• _Text_
** BEGIN **

Stained glass: an introduction

Stained-glass windows, made up of coloured and painted glass pieces held together by lead strips, were especially popular in Europe in the period between 1150 and 1550, when they were a prominent feature of cathedrals and other churches, as well as city halls and homes for the elite. Its translucent qualities made stained glass especially popular in religious contexts, where large windows with scenes from the bible and the lives of saints could animate a sacred space with colourful glimmering lights, and subtly change the atmosphere depending on the time of day, and the changing of the seasons.

Interior of Wells Cathedral, Lady Chapel showing several large stained-glass windows
Wells Cathedral, Lady Chapel (begun in about 1310) with stained glass decoration, partially restored. Via Wikimedia Commons.

Much of what we know about how medieval stained glass was made comes from the treatise On the Various Arts (De Diversis Artibus in Latin), a text written in the early 12th century by a German monk who used the pseudonym Theophilus. He describes the basic steps needed to make sheets of coloured glass, and how to use these sheets to create stained-glass images. Apart from minor innovations, the techniques of stained-glass making have barely changed since Theophilus' time.

Close up on decorative stained-glass window border in various colours
Detail from the border of a window, about 1140 – 44, Île-de-France. Museum no C.2-1983. © Victoria and Albert Museum, London

The main ingredients for making glass are sand (silica) and ash (alkali). When heated together, they form a more or less homogenous viscous mass which transforms into glass when cooled. From about the year 1000 onwards, glass makers largely used woodland ash in glass production. This resulted in glass which, although durable, was not always resistant to weathering and decay. Stained-glass windows, often subject to breakage, needed regular maintenance, and had to be repaired and restored regularly. They often survive only in fragmented and altered form.

** END **

• _Written tasks_
**A.** Reproduce the stained-glass text from the words "Stained-glass windows, made" through the words "of the seasons.", changing "cathedrals" to "abbeys".
**B.** In the stained-glass text, what pseudonym did the German monk who wrote On the Various Arts use?
Rely only on the stained-glass text for these tasks.

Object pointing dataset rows
** BEGIN **

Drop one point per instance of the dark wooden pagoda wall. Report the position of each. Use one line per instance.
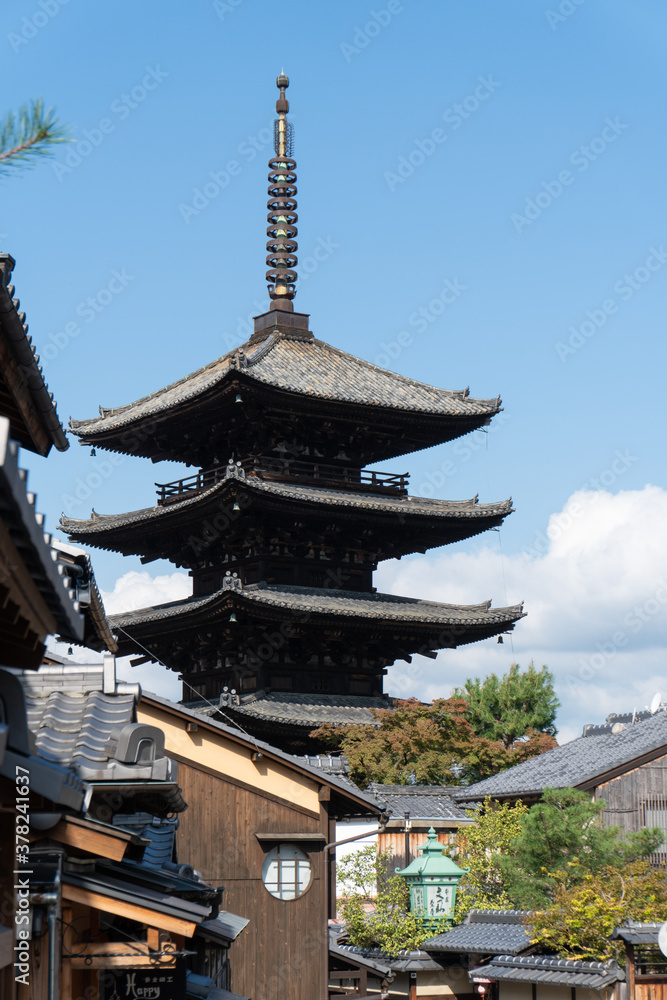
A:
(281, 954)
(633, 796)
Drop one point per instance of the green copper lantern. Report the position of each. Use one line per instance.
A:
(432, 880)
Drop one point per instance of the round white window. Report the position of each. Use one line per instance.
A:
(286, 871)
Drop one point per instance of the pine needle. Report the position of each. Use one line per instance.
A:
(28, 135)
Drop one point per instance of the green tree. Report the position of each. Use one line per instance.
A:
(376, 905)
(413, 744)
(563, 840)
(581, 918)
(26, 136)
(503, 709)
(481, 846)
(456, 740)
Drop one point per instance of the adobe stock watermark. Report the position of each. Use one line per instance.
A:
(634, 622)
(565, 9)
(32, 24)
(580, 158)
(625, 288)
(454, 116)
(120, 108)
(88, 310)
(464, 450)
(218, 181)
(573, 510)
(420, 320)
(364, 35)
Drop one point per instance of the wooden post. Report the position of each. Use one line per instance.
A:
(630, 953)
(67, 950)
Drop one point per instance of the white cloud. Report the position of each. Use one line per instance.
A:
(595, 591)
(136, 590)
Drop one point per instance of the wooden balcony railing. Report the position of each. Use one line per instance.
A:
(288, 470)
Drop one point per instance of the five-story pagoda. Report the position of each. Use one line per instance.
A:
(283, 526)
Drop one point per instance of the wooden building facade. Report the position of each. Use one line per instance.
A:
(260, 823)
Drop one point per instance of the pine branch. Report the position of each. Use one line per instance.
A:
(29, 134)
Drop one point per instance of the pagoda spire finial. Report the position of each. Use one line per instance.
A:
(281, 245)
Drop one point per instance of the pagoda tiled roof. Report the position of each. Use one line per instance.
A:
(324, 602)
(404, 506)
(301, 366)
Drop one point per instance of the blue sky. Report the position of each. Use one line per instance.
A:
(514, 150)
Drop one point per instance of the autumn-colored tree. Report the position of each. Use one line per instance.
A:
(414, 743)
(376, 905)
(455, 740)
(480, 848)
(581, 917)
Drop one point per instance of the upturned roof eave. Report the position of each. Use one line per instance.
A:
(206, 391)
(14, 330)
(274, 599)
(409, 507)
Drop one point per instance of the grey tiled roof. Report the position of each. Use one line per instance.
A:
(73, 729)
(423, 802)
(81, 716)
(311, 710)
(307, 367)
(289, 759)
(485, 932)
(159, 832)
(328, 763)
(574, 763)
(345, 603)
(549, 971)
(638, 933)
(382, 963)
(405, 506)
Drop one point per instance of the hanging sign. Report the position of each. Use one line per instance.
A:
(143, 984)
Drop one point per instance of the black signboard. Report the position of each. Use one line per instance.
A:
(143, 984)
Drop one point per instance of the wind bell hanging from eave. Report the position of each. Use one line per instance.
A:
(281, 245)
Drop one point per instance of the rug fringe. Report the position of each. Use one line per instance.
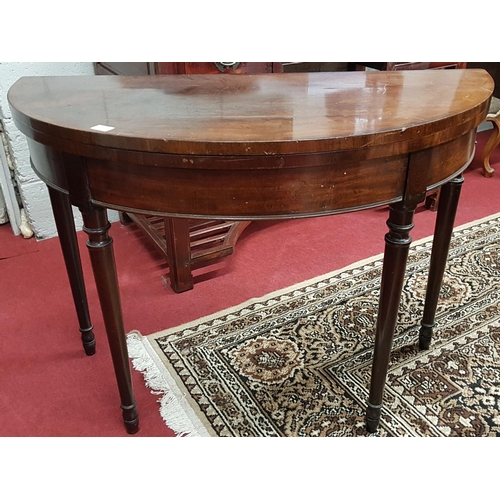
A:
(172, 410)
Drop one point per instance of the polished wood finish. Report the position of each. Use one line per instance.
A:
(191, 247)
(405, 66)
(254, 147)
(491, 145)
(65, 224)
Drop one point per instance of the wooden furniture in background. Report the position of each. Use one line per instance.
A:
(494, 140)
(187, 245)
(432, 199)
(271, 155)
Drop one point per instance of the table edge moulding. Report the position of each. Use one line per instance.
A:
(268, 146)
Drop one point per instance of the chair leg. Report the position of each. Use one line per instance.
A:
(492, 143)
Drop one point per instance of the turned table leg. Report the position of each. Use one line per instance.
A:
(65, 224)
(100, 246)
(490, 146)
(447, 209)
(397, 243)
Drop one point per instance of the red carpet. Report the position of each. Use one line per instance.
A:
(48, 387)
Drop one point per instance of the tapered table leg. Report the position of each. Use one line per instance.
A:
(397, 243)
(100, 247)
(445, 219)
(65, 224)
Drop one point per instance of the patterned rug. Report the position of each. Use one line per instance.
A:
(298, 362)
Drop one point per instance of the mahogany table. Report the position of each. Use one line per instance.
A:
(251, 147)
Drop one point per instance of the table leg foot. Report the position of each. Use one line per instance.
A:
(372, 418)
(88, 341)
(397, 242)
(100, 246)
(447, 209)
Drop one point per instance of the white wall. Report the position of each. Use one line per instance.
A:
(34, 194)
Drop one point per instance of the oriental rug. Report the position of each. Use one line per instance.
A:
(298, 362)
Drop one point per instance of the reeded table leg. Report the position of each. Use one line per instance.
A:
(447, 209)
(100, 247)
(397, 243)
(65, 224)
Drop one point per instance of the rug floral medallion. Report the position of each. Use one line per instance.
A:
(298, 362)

** END **
** BEGIN **

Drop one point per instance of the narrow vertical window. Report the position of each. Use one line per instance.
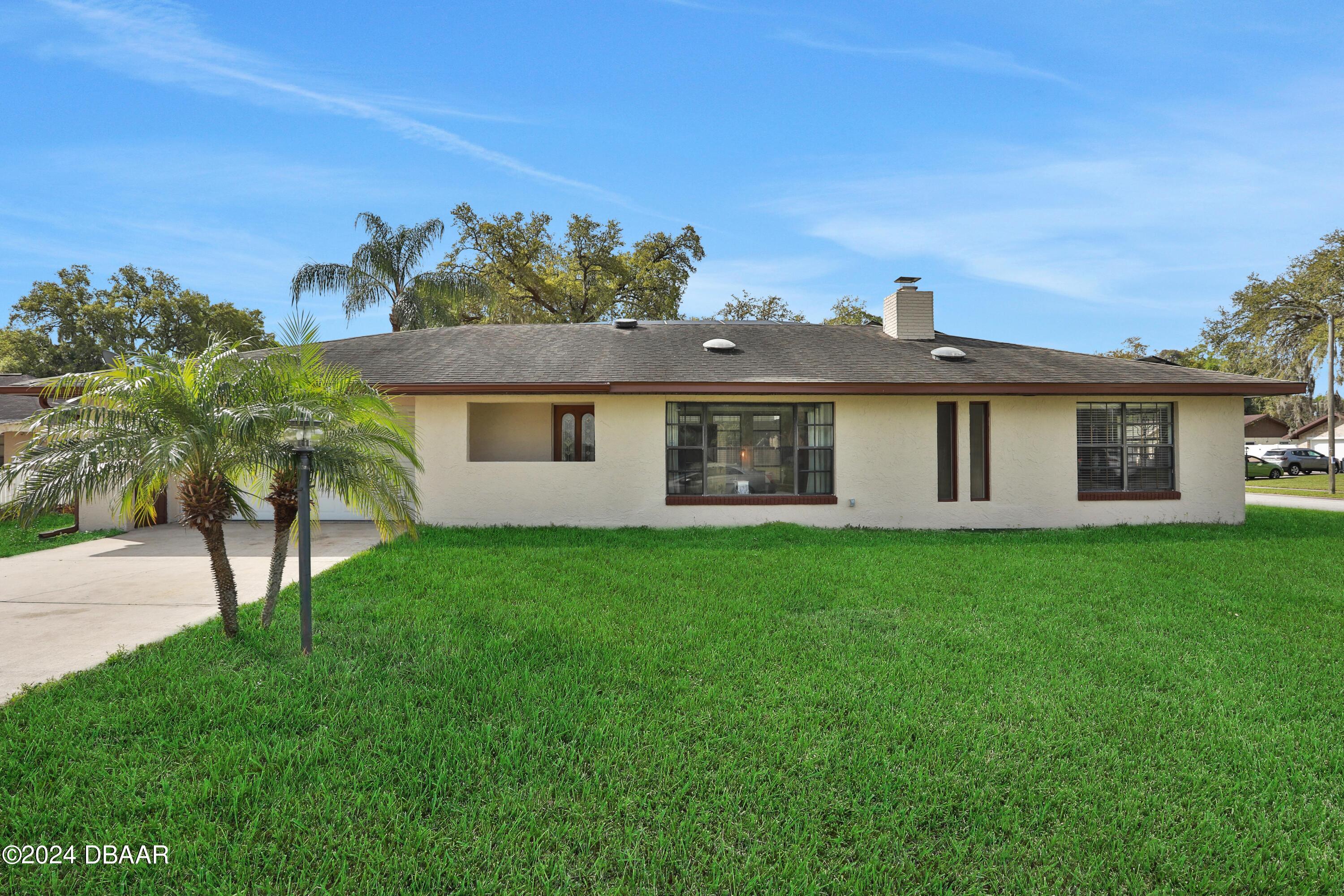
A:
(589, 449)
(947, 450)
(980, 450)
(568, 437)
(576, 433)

** END **
** BEGIN **

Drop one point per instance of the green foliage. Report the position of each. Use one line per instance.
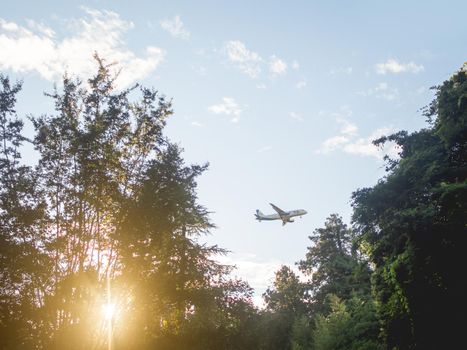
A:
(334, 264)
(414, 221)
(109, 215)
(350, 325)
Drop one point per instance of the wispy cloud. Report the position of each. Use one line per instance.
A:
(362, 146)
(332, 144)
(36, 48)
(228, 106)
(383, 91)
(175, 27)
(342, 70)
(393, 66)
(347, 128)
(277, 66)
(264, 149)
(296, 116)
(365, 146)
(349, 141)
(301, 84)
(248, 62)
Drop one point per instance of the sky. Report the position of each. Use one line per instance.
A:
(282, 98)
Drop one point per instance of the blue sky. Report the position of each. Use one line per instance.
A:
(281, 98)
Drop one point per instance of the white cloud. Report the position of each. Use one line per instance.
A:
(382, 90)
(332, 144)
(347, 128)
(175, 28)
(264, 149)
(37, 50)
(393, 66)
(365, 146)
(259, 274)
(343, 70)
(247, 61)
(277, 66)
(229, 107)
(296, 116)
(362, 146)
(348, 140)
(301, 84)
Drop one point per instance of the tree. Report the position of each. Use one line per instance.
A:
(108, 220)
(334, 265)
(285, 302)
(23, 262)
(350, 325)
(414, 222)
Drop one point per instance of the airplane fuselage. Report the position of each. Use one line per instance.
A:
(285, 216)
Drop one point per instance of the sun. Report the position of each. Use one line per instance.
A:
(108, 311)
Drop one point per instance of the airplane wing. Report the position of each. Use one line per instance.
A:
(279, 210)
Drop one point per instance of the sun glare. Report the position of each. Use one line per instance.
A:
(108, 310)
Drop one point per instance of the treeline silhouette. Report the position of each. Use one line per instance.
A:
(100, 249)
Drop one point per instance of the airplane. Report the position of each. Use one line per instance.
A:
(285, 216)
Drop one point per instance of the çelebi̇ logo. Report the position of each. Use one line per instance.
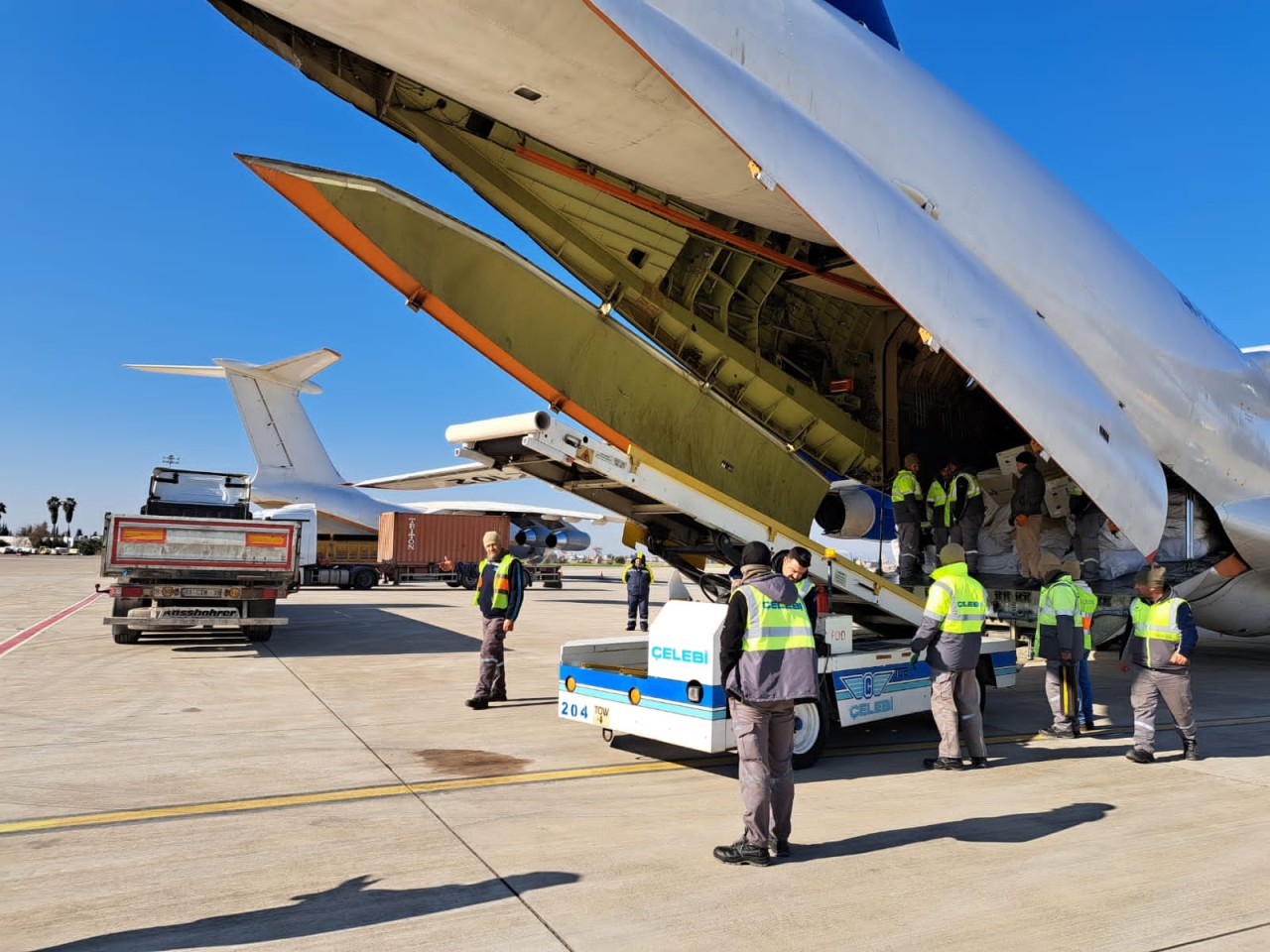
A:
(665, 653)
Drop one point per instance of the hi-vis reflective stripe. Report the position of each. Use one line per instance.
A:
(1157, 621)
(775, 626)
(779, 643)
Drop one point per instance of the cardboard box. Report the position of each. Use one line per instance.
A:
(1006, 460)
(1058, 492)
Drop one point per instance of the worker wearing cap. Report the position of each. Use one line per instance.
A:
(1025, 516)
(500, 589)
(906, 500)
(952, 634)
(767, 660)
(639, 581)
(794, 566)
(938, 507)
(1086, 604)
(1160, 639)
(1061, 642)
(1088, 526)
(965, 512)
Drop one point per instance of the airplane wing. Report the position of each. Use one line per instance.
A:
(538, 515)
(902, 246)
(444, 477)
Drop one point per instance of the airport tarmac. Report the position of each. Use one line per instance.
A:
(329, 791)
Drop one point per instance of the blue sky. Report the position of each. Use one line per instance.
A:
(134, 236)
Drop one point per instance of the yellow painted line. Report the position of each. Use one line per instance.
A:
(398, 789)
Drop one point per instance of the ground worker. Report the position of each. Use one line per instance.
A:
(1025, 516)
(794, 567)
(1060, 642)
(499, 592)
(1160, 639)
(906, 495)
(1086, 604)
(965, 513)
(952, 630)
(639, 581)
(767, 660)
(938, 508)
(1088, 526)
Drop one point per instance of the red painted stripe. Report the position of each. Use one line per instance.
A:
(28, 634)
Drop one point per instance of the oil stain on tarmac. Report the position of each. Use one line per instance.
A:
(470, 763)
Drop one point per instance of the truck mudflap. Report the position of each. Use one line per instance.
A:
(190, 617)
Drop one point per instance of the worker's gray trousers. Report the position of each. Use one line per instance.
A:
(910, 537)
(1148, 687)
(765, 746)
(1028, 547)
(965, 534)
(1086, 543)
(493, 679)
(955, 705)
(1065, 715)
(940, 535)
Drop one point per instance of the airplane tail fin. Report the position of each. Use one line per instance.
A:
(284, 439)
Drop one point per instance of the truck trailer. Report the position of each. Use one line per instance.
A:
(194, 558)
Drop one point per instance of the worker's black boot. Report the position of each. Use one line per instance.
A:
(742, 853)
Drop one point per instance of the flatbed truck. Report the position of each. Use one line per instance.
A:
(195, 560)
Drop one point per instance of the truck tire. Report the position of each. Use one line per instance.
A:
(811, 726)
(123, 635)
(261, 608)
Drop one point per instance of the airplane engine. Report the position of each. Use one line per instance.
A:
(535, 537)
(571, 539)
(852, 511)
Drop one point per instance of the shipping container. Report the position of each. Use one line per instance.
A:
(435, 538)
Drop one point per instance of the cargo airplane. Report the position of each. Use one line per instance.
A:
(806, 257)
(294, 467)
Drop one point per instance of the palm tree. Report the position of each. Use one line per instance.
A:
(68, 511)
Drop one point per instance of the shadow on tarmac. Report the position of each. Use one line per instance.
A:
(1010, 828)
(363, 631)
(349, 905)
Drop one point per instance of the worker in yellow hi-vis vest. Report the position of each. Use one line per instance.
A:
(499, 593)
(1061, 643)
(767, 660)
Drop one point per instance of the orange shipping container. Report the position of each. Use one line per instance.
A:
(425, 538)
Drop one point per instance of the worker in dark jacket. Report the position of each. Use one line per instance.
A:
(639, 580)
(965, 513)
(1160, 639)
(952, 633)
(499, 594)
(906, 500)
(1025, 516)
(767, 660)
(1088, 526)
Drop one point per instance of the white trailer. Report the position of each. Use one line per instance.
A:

** END **

• _Outputs_
**A.**
Stained-glass windows, made up of coloured and painted glass pieces held together by lead strips, were especially popular in Europe in the period between 1150 and 1550, when they were a prominent feature of abbeys and other churches, as well as city halls and homes for the elite. Its translucent qualities made stained glass especially popular in religious contexts, where large windows with scenes from the bible and the lives of saints could animate a sacred space with colourful glimmering lights, and subtly change the atmosphere depending on the time of day, and the changing of the seasons.

**B.** Theophilus